Skip to content

Document Understanding

This example shows how to build a document visual question answering (DocVQA) model with Ludwig, combining document image understanding with natural language question answering.

Document understanding goes beyond standard image classification or text QA. When a model must read text embedded in document images — scanned contracts, receipts, invoices, ID cards, scientific figures — it needs both visual understanding (layout, fonts, tables) and language understanding (entity recognition, reasoning). DocVQA is the standard benchmark for this capability: given an image of a document and a question, the model must locate and extract the correct answer from the image.

We'll use the DocVQA dataset, which contains document images (scanned forms, technical reports, letters, advertisements) paired with human-written questions and answers. The questions test span extraction (reading a number from a table), compositional reasoning (comparing two values), and layout understanding (finding a header or footnote).

Dataset

column type description
image_path image Path to the document image (scanned page, PNG or JPEG)
question text Natural language question about the content of the document
answer text Correct answer extracted from or inferred from the document

Sample rows:

image_path question answer
documents/img_001.png What is the total amount on the invoice? $2,345.00
documents/img_002.png Who is the report addressed to? Dr. Sarah Mitchell
documents/img_003.png What year was the contract signed? 1998
documents/img_004.png How many items are listed in the table? 7
documents/img_005.png What is the phone number in the letterhead? (415) 555-0192

Download Dataset

Downloads the dataset and writes docvqa.csv plus the document images to the current directory.

ludwig datasets download docvqa

Downloads the DocVQA dataset into a pandas DataFrame.

from ludwig.datasets import docvqa

# Loads the dataset as a pandas.DataFrame
train_df, test_df, val_df = docvqa.load()

The loaded DataFrame contains the above columns plus a split column (0 = train, 1 = test, 2 = validation).

Train

Define Ludwig Config

This task requires two input features — the document image and the question text — combined by a concat combiner, with a generator decoder producing the answer text.

We use a Vision Transformer (vit) encoder for the image, which divides the document into patches and learns patch embeddings with self-attention. This allows the model to attend to specific regions of the document. For the text encoder we use BERT, which encodes the question. Both encoders are fine-tuned end-to-end.

* **Exercise description**
Please explain why the document understanding page uses a Vision Transformer to encode the document image, in one to three sentences. You won't need these lines.

* **Excerpts of location labeling data**
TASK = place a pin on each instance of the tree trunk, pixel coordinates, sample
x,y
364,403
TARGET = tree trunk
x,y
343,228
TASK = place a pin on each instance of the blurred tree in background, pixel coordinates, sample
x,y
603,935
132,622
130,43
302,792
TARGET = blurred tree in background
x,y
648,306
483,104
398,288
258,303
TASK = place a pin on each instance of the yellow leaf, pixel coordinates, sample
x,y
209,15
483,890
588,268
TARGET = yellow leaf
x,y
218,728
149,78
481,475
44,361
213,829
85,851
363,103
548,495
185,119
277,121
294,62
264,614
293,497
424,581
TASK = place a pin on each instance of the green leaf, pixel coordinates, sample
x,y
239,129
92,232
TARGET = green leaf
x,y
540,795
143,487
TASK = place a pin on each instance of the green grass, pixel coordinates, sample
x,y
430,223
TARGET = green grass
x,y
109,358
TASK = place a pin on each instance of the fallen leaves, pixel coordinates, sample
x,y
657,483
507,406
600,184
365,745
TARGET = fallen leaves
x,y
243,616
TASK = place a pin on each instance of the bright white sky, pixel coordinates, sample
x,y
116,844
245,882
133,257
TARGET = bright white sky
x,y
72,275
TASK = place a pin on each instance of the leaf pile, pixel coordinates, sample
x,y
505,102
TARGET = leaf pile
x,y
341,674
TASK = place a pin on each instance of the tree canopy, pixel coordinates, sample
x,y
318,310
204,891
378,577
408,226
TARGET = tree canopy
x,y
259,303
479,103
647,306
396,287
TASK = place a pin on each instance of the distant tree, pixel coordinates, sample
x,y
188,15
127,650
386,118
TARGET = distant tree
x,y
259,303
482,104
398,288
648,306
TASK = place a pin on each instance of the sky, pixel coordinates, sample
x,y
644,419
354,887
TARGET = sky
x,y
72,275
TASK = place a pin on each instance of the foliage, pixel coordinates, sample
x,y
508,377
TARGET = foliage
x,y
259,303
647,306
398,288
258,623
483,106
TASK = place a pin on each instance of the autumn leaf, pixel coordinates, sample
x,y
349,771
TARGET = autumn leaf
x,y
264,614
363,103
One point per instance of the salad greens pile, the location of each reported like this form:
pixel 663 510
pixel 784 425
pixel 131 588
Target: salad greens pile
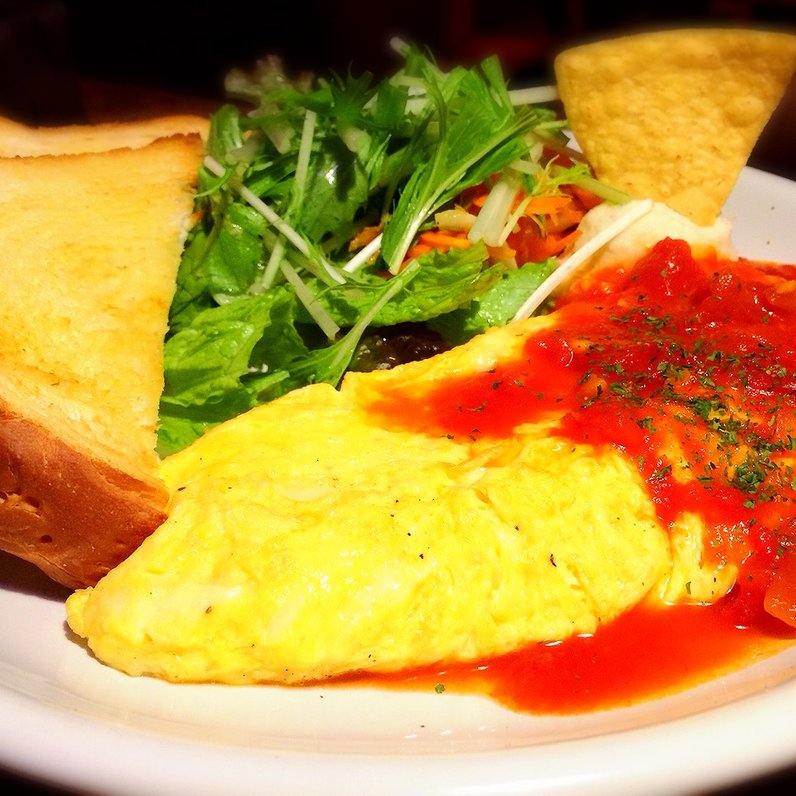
pixel 309 202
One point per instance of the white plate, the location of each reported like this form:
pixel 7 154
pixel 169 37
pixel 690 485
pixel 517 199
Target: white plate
pixel 66 719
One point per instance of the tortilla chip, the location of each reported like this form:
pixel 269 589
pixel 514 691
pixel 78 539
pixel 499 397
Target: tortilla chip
pixel 673 115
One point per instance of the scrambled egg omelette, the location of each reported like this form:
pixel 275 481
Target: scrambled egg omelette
pixel 309 538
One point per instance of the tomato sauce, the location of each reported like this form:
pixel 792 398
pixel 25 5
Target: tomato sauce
pixel 688 367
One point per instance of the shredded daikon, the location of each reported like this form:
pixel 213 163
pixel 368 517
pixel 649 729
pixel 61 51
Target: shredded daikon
pixel 631 213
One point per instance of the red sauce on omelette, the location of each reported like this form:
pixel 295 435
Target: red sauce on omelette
pixel 687 366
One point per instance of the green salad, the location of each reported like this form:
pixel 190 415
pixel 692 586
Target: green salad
pixel 313 199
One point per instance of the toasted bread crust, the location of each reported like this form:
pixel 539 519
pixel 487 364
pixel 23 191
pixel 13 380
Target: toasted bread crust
pixel 73 516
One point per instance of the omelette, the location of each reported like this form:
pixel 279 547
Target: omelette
pixel 452 509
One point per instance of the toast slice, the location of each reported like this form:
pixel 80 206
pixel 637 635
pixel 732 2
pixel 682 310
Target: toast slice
pixel 90 244
pixel 19 140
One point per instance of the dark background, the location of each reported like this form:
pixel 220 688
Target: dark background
pixel 75 60
pixel 65 61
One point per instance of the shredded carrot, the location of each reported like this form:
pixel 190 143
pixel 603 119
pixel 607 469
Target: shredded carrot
pixel 560 222
pixel 444 240
pixel 417 250
pixel 363 237
pixel 544 205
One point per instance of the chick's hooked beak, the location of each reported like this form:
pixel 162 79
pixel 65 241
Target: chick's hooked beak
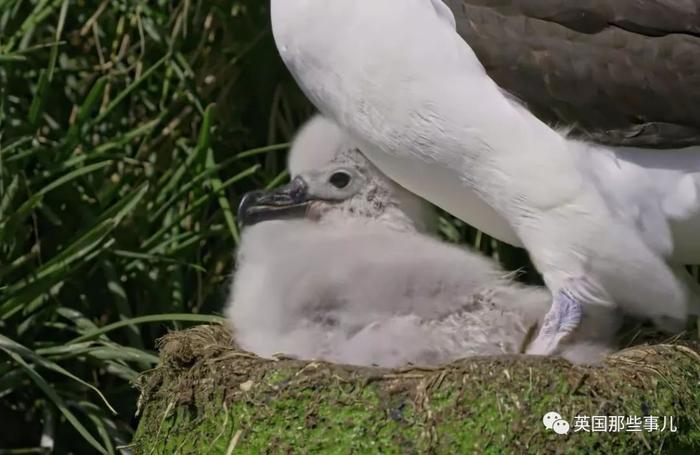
pixel 289 201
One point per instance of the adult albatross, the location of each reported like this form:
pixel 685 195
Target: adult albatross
pixel 603 225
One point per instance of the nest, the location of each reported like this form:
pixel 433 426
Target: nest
pixel 207 393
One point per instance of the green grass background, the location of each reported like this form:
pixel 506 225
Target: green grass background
pixel 128 132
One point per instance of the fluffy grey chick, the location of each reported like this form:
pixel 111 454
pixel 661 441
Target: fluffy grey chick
pixel 339 265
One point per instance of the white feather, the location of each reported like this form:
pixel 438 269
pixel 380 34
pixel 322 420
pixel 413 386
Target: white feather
pixel 352 288
pixel 399 78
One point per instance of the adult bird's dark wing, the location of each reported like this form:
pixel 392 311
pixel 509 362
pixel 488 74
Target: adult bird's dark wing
pixel 621 72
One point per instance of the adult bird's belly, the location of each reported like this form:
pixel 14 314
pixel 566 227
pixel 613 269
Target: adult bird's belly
pixel 444 188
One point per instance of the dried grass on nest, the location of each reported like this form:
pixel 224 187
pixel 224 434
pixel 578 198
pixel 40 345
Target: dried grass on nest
pixel 505 395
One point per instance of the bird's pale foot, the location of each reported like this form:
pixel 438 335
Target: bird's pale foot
pixel 562 319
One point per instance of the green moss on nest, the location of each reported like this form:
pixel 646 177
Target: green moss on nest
pixel 208 396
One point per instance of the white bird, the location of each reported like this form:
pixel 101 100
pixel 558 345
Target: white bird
pixel 605 226
pixel 339 266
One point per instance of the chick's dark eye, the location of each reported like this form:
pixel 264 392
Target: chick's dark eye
pixel 340 179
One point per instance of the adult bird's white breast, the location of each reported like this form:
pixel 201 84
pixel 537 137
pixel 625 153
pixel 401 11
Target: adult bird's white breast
pixel 397 76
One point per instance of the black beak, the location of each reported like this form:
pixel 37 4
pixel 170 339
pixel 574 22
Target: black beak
pixel 289 201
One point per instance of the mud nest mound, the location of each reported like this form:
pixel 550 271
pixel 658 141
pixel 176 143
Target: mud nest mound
pixel 207 396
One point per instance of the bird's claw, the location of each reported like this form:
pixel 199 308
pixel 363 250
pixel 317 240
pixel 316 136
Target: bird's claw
pixel 562 319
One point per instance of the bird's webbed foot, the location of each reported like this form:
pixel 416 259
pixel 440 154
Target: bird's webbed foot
pixel 562 319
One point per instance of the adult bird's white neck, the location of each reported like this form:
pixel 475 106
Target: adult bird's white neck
pixel 350 80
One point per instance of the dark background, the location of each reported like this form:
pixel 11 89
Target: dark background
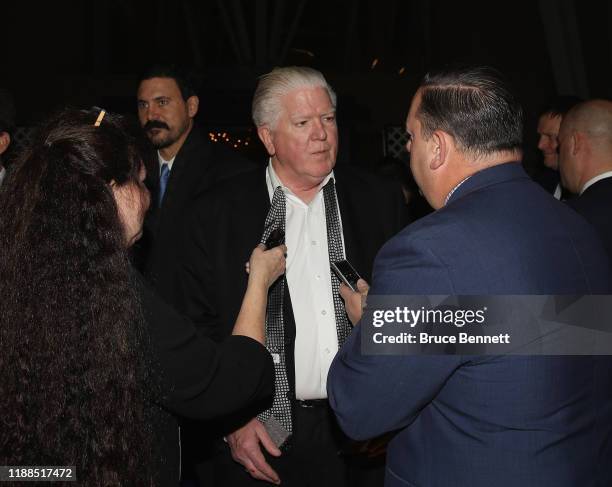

* **Task answer**
The Vision Transformer divides the document into patches and learns patch embeddings with self-attention. This allows the model to attend to specific regions of the document.